§ What is required: Put every line of the data below into a numbered list, omitting blank lines and the pictures.

Photo object pointing data
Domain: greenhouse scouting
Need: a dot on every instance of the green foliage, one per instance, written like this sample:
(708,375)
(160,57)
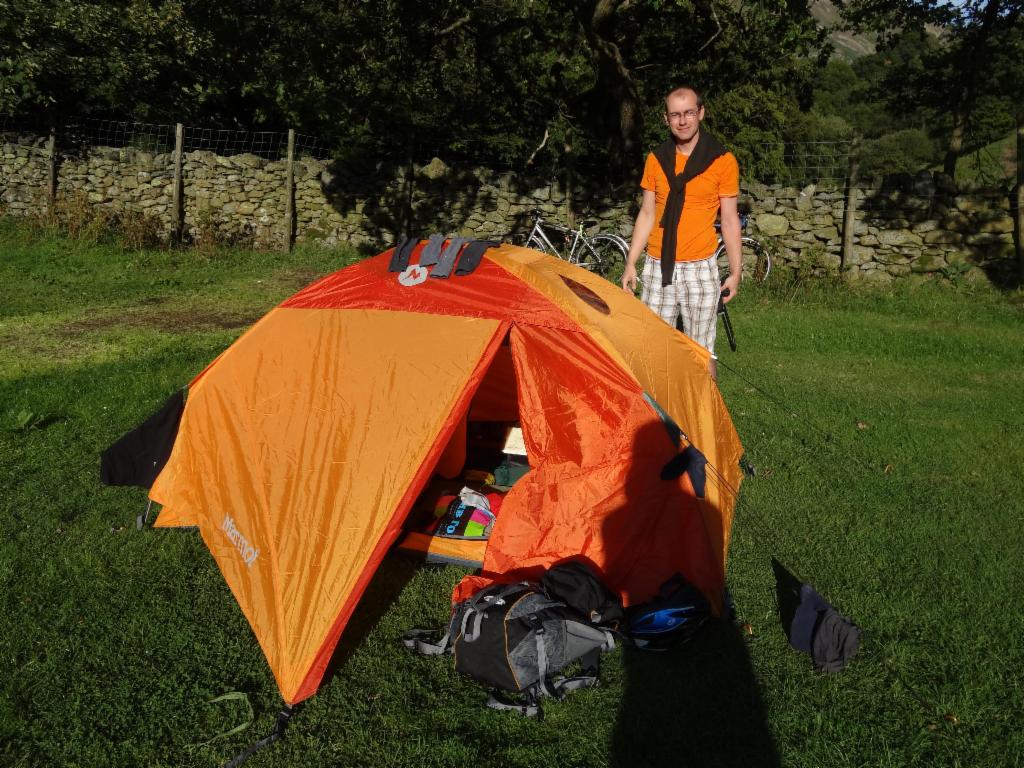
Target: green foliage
(505,82)
(949,69)
(901,152)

§ Expected answer:
1. Domain: greenhouse scouting
2. Need: a dot on every instance of the green foliage, one per instance, written like this sample:
3. (708,375)
4. (160,57)
5. Target: green foliage
6. (505,82)
7. (949,69)
8. (901,152)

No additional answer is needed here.